:: YOUR GOAL ::
Omitting the images, transcribe the records below exactly as they stand.

:: THE INPUT ::
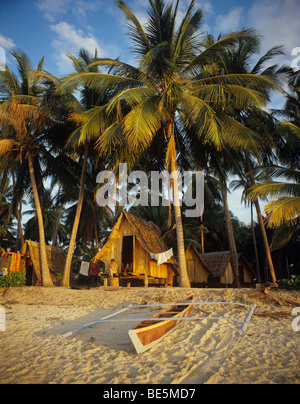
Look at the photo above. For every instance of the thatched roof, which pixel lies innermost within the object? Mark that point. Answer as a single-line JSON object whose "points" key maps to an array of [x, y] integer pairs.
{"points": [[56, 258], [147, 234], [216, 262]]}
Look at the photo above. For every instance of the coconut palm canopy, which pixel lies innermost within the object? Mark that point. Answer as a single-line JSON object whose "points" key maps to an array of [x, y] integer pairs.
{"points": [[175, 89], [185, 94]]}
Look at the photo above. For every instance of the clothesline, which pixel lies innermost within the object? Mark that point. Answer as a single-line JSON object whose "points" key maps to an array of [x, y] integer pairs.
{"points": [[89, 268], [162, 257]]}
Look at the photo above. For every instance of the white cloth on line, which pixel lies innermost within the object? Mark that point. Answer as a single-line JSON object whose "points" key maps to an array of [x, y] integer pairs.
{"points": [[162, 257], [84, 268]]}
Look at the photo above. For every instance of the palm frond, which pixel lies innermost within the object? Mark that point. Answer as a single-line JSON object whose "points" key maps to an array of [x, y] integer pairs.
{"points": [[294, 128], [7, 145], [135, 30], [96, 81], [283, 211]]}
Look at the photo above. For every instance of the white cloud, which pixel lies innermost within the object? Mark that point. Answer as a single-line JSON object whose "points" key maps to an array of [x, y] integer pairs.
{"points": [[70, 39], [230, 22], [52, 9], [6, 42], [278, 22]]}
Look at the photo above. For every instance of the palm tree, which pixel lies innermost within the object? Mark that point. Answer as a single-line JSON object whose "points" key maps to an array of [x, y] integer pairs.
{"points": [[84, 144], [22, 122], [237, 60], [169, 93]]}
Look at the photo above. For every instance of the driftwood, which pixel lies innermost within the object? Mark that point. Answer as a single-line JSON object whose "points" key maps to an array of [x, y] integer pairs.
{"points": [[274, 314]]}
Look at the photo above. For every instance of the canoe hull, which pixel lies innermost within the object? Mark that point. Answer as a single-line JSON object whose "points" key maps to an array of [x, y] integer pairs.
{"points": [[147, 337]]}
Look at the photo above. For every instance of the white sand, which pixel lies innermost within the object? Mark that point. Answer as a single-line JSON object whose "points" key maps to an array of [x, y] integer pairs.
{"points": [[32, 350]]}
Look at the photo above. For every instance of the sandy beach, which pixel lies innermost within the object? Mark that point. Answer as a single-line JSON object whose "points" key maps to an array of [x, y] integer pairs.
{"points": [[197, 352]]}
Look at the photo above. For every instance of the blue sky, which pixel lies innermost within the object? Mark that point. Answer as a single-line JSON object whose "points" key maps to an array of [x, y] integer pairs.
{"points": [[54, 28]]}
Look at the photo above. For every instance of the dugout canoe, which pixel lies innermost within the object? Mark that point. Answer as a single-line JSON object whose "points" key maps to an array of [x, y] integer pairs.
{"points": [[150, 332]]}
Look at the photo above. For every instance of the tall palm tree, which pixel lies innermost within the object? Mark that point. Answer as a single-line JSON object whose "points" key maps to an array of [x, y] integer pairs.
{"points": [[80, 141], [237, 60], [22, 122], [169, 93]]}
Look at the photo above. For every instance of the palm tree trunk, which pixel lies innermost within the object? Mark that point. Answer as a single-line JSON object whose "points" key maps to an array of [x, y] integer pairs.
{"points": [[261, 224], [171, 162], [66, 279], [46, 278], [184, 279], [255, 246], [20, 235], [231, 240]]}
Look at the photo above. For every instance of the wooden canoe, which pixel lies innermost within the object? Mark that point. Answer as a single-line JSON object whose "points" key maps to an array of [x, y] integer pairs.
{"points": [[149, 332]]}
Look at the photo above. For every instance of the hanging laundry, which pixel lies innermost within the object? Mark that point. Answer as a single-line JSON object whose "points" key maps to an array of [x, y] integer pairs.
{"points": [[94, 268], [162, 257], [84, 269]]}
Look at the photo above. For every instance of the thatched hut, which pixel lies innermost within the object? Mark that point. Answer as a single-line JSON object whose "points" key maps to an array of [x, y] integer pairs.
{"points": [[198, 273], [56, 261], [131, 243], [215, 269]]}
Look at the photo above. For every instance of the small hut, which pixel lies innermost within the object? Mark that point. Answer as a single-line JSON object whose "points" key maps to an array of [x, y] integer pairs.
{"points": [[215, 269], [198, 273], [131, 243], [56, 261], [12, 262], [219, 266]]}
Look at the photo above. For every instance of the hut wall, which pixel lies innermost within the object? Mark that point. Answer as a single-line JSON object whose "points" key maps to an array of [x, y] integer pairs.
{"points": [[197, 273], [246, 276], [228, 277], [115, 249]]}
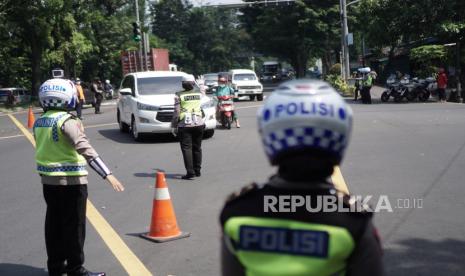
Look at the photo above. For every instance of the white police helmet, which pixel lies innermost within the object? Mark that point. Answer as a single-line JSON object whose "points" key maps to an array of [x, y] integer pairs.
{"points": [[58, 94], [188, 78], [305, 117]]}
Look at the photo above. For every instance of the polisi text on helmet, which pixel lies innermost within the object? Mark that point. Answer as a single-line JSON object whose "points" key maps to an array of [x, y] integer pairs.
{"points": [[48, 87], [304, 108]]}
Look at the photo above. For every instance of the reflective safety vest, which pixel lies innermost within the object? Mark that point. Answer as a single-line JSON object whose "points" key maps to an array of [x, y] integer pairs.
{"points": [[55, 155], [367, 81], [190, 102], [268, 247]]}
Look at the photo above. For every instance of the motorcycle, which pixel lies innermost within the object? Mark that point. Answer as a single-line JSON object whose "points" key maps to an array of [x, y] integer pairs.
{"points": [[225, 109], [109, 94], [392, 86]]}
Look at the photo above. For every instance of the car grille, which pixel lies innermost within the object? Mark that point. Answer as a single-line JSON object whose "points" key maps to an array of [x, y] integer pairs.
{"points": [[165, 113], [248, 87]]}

:: ANSWER BELOW ::
Look at the photo above. For every instance of the thatched roof, which pixel lies innermost within the object? Mark that point. Answer as a single-line JSON object whose "points" key maps to an array of [x, y] integer pairs.
{"points": [[56, 258], [147, 234], [216, 262]]}
Look at the photo above. For every instance of the coconut palm canopy, which pixel lies innermost within the object? Mark that point. Answer as a single-line JSON object whose "points" key maps to an array of [x, y] integer pairs.
{"points": [[175, 89], [185, 94]]}
Look at the photo above. For every instance of the clothesline, which pixel lies innermost within the object? Mark that point. Answer as a single-line JSON object whose "points" key maps to an array of [x, y] integer pairs.
{"points": [[89, 268], [162, 257]]}
Look at the photo above. For every instance of the white cloth on line, which pixel lies innermost within the object? Mark that point. Answer as a single-line JSON object whose "points" key maps to an array of [x, y] integer pairs.
{"points": [[162, 257], [84, 268]]}
Look at the photo above. For every instance of the palm frond, which pixel lies innermost within the object? Mark that point. Answer as a single-line JSON object whose "points" key maps to an array of [x, y] integer pairs.
{"points": [[294, 128], [7, 145], [135, 30], [96, 81], [283, 211]]}
Look at the photo above. For every instance of the white cloud, which pixel lies innermost within the object? Mark that point. Answer as a single-line JSON object whose "points" key maps to an array of [x, y] integer pairs.
{"points": [[70, 39], [230, 22], [52, 9], [6, 42], [278, 22]]}
Look at the photo above. For every instance of the palm tree, which pixel lies innermost within the object? Mark that point. Answer as a single-line JSON object whose "points" key maps to an array of [x, y] integer pairs.
{"points": [[84, 144], [22, 122], [237, 60], [169, 93]]}
Look at the photo above. For every instance of the driftwood, which pixel lies innermost within the object? Mark that point. Answer as a single-line JSON object whose "points" key maps to an array of [x, y] integer pairs.
{"points": [[274, 314]]}
Look at the photo above. For every instance of the canoe hull, which pixel lies innermost within the object? Mark that point. Answer as a single-line JSON object whose "points" key maps to an array of [x, y] integer pairs.
{"points": [[147, 337]]}
Look at the photo above. For every instance of the white sand, which pixel lies innermost within the object? Mark that point. Answer as a single-line JSON object whose "points" key maps to an array of [x, y] integer pairs.
{"points": [[32, 350]]}
Look at the photo above. For every instance of the sandy beach, which pixel lies innermost within the object? Mark that point. Answer as a single-line JSON object whose "points" key maps to an array of [x, y] integer pairs.
{"points": [[197, 352]]}
Look at the photo above. For every instance of the blue sky, which pixel lies innermost within the object? Mark that point. Answer as a single-line JSON object whose "points" key maps to an array of [x, y] integer pairs.
{"points": [[54, 28]]}
Look at the photo above. For every instance of the dugout canoe, which pixel lies innermost within the object? Mark that point. Answer as a single-line JSON object whose "points" key maps to an array of [x, y] integer pairs.
{"points": [[150, 332]]}
Look at the photo above. For every instance of the tall palm tree, which pixel lies innermost within the object? Mark that point. Answer as a single-line JSON object whose "points" key maps to an array of [x, y] integer pairs.
{"points": [[80, 141], [237, 60], [22, 122], [169, 93]]}
Look at the photo above. For every instance of the palm tree trunk, which pixel lies innermost within the object? Mark that point. Answer as a single-line JSON object whose "points" key maps to an array of [x, y] integer pairs.
{"points": [[261, 224], [171, 162], [66, 279], [46, 278], [184, 279], [255, 246], [20, 235], [231, 240]]}
Look at the photo above. For every instance of the wooden canoe, which pixel lies innermost within the object? Mark that point. Answer as a single-line JSON object whose "points" key maps to an array of [x, y] integer pairs.
{"points": [[149, 332]]}
Look at the photo above. For every instance of the hanging laundry, which pixel lies innermost within the object? Mark that point. Answer as a single-line JSON object whose "points" key maps to an array of [x, y] integer pairs.
{"points": [[94, 268], [162, 257], [84, 269]]}
Look at the photo above. For every instance of the thatched hut, which pixel lies innermost within the object? Mark that point. Answer as a single-line JSON object whose "points" key maps to an array of [x, y] integer pairs.
{"points": [[198, 273], [56, 261], [131, 243], [215, 269]]}
Look at the photo above. For every instance of the small hut, which pixel lies innermost within the object? Mark that point. Answer as a single-line JSON object whose "points" key maps to an array of [x, y] integer pairs.
{"points": [[215, 269], [198, 273], [131, 243], [56, 261], [12, 262], [219, 266]]}
Look at the photo above. For every instance of the hut wall, which pixel lies innermost within the object? Mark that point. Answer as a single-line JSON object whose "points" key maps to an array of [x, y] integer pairs.
{"points": [[197, 273], [246, 276], [228, 277], [115, 249]]}
Look at the photo above. For every instance of the white police helmet, which pixel lies innermost within the object? Mark that point. Answer as a single-line JSON object whose "points" key maps to an array of [x, y] integer pairs.
{"points": [[58, 94], [188, 78], [305, 117]]}
Look at the photo above. For every instance of the polisi text on helmet, which pixel lies innermost within the object? Mark that point. Answer as a single-line JSON object whose "points" key maps to an array of [x, y] integer pairs.
{"points": [[48, 87], [304, 108]]}
Look at the photo above. For every instance of the reflective safety vest, which pixel lies innermost within the object? Mark that point. Answer as a single-line JSON object whose "points" key maps to an array of [x, y] integer pairs.
{"points": [[55, 155], [367, 81], [190, 102], [268, 247]]}
Look at the photo above. For every instance of the motorcycle, which pixel lies innermost within the object? Mark that point. Answer as a single-line JSON object whose "points" key maps to an array of [x, y] integer pairs.
{"points": [[225, 109], [109, 94], [392, 86]]}
Look at the photo above. For every instance of the car grille, which pixel lies innermost within the object? Mark that point. Answer as a single-line JSON object whose "points" key maps to an array of [x, y] integer pairs.
{"points": [[165, 113], [248, 87]]}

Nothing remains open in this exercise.